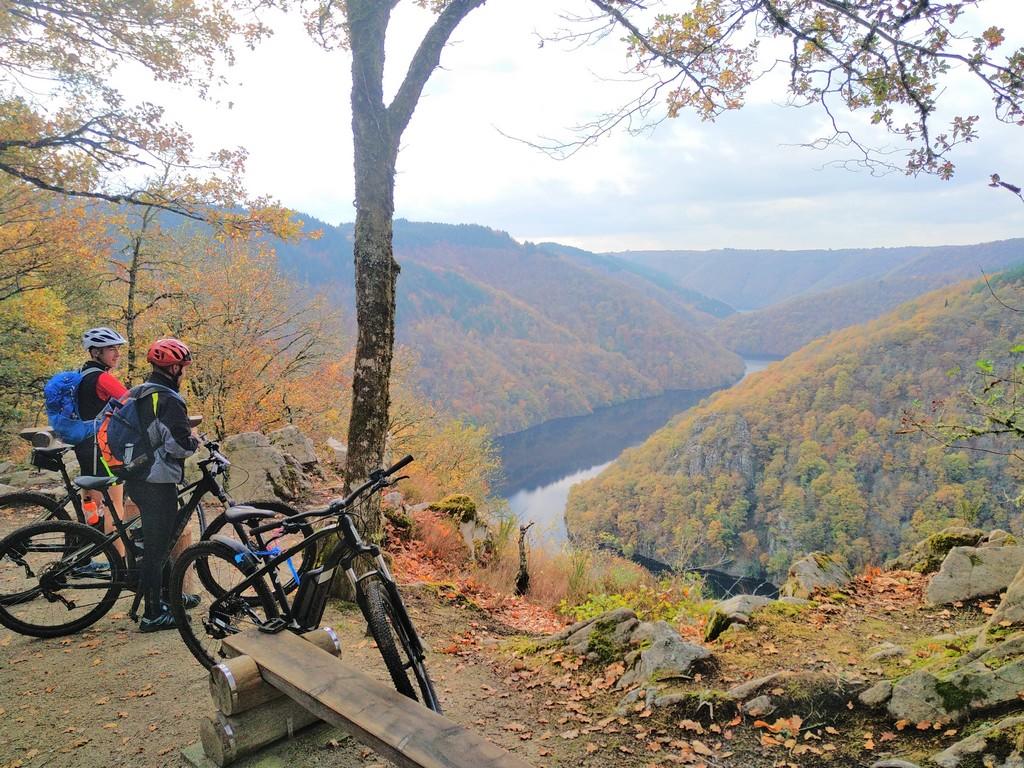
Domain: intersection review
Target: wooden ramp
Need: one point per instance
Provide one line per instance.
(398, 728)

Instructions to follow
The copy you produce must hold all the records above exactly and none of their pictures.

Solution
Domain: intersection review
Target: wooden ramp
Need: one point per instance
Provide one line per instance.
(398, 728)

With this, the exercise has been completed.